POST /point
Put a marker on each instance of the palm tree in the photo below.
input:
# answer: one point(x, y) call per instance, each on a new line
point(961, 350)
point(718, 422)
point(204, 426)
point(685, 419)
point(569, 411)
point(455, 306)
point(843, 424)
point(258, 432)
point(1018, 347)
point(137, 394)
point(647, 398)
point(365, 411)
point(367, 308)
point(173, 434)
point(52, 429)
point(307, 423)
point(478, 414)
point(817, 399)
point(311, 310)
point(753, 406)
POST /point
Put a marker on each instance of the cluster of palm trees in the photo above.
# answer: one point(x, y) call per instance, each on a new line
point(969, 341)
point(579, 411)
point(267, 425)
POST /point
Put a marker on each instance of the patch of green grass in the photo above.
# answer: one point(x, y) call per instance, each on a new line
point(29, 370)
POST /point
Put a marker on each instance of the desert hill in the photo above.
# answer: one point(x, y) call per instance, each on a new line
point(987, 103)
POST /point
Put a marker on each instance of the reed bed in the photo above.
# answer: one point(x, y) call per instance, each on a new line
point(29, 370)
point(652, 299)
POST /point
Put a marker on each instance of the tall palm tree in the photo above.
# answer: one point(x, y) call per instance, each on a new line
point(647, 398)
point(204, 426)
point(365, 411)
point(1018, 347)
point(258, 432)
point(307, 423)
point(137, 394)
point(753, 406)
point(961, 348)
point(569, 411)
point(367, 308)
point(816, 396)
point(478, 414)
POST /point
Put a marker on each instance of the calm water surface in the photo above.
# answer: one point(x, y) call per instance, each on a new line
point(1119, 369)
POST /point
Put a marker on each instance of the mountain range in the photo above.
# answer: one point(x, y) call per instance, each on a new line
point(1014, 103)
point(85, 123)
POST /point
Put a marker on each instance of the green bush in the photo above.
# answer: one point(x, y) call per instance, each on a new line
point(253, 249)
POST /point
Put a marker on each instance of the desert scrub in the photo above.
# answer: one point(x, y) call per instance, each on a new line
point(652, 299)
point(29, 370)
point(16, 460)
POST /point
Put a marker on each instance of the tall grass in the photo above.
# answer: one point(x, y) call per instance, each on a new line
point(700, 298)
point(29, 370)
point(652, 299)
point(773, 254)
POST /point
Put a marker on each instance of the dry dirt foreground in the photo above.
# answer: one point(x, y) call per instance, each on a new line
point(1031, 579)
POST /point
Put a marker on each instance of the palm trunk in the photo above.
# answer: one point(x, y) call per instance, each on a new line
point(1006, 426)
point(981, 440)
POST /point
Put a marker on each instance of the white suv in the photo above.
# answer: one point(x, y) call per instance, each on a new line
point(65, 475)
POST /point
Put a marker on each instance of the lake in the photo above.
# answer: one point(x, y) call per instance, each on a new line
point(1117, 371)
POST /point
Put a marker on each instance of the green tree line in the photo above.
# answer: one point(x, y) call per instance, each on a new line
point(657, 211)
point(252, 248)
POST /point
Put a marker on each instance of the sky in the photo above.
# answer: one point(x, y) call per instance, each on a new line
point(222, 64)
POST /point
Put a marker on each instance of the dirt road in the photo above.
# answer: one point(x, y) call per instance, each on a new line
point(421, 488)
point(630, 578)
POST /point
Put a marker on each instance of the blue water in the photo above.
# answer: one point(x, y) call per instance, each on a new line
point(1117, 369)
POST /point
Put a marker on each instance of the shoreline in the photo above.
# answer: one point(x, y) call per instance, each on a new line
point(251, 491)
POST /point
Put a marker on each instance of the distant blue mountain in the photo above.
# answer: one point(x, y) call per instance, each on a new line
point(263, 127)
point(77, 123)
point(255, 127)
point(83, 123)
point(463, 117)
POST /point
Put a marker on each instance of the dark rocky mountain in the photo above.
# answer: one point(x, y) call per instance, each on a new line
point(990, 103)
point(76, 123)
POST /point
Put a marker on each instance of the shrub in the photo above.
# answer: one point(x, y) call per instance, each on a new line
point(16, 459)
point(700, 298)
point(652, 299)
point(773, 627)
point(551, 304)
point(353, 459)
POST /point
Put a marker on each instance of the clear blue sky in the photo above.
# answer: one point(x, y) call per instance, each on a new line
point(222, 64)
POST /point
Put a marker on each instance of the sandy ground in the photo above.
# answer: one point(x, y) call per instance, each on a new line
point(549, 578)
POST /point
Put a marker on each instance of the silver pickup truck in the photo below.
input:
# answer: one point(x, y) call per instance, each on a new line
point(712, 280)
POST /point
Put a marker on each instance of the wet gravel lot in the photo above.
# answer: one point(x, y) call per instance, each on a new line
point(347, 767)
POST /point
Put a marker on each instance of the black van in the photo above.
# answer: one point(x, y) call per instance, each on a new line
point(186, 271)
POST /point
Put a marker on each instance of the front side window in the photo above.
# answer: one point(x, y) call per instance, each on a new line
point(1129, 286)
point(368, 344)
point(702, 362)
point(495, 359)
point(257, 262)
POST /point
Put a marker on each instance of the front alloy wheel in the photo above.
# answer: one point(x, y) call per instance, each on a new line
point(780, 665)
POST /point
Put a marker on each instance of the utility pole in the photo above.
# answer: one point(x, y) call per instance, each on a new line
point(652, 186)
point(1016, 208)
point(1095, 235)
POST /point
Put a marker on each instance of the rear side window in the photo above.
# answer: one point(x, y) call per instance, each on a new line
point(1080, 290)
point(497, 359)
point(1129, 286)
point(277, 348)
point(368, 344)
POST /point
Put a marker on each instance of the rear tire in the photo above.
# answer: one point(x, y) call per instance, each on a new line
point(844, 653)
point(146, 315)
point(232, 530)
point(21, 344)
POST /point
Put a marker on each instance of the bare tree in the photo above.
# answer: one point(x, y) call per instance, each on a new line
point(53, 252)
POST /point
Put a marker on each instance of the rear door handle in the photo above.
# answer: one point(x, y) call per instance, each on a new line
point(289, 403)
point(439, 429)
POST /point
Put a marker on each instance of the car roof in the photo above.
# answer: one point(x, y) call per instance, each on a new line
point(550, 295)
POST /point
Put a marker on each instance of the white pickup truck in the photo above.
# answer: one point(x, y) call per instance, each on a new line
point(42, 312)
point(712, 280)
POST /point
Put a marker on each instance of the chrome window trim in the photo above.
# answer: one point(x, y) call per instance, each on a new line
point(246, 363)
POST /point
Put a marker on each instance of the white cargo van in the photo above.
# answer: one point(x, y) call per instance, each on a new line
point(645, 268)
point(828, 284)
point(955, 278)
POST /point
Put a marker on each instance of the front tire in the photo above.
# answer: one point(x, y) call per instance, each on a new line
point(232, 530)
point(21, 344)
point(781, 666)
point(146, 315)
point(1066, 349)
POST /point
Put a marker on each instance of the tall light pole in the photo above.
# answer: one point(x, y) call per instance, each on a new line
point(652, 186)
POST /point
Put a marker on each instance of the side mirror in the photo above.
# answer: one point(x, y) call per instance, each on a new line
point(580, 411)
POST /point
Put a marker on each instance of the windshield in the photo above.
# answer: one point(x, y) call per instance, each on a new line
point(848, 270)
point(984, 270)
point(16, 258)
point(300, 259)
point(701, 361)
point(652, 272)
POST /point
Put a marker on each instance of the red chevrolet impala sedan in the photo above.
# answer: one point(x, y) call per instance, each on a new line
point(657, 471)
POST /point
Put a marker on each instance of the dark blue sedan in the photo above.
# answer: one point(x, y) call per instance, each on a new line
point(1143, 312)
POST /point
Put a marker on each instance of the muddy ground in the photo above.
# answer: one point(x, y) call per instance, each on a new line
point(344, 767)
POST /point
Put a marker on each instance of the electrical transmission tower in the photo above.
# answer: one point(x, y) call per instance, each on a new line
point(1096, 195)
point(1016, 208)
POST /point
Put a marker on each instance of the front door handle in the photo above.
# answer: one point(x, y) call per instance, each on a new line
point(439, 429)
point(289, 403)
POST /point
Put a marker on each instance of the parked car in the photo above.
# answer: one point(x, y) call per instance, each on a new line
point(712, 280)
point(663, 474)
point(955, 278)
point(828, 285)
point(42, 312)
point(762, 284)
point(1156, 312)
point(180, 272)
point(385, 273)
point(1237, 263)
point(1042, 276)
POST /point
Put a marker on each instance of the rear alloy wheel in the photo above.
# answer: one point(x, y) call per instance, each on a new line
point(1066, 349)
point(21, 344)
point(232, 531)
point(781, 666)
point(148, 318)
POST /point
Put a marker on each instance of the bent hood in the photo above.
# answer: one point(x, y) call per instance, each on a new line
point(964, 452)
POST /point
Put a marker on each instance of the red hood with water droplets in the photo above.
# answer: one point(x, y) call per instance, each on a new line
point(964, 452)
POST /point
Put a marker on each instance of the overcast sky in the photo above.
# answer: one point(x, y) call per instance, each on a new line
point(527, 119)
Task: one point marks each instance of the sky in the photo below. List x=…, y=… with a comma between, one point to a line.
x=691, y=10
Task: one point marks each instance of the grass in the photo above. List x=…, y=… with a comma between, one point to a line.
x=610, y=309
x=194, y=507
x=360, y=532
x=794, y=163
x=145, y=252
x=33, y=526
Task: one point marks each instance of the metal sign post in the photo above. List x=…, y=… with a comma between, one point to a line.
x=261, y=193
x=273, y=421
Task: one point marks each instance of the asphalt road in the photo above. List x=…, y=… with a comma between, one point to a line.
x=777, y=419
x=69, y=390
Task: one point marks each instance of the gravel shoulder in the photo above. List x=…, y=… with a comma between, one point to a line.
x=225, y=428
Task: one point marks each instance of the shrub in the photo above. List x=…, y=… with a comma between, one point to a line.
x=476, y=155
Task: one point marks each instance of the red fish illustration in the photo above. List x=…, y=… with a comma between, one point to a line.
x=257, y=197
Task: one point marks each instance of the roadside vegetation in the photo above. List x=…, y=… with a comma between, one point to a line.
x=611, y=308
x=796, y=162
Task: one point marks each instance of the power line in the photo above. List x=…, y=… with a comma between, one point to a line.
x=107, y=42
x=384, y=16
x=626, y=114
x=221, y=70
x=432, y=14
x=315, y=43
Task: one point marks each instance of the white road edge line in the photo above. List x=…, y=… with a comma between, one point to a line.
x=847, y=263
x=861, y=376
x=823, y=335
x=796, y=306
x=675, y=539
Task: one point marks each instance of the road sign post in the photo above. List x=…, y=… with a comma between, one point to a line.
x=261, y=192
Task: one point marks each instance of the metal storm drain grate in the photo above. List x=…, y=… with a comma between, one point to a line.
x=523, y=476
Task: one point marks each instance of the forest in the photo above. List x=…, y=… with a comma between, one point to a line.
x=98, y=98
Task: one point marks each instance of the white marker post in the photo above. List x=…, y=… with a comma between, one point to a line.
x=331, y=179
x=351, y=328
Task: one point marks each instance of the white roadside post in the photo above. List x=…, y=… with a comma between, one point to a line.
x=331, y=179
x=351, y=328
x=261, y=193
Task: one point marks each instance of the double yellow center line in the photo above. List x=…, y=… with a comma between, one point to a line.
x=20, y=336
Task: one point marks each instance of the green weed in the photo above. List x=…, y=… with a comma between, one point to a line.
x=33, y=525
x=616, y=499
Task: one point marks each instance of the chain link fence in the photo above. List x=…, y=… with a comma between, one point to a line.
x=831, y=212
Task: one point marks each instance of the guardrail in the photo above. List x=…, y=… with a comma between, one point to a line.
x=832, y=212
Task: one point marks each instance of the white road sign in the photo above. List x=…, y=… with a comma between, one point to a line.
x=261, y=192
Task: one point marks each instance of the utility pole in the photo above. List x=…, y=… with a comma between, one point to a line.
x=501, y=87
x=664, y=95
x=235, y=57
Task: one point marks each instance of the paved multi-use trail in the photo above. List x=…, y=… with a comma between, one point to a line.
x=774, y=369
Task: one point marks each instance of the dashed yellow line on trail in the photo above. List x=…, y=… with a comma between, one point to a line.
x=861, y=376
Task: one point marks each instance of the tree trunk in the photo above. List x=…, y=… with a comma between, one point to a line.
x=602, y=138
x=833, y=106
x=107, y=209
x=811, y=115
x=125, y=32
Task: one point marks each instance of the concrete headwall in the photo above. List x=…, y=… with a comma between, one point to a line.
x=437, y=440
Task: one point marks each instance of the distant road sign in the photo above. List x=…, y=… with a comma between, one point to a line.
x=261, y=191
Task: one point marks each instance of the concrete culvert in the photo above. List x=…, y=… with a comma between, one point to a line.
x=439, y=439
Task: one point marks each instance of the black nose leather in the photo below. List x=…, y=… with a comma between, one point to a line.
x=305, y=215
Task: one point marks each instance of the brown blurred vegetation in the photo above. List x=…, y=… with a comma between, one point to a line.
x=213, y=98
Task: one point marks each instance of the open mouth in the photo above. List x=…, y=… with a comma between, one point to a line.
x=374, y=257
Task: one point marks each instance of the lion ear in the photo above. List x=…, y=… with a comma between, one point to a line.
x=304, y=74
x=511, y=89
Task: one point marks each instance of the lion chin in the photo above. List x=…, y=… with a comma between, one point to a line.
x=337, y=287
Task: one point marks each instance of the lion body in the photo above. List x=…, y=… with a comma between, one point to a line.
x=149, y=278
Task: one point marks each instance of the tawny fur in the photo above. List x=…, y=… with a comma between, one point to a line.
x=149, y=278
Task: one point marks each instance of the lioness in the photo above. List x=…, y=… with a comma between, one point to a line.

★ ★ ★ ★ ★

■ Task item
The lines above, starting at the one with "Put a marker on each instance of the tall light" and ending at the one with "Put a marker on each instance of the side", are the only ones to return, exactly as written.

■ Expected answer
Put a marker on each instance of the tall light pole in the photo above.
# answer: one point(x, y) call per instance, each on a new line
point(652, 186)
POST /point
Put a marker on each instance of the side mirror in the photo above.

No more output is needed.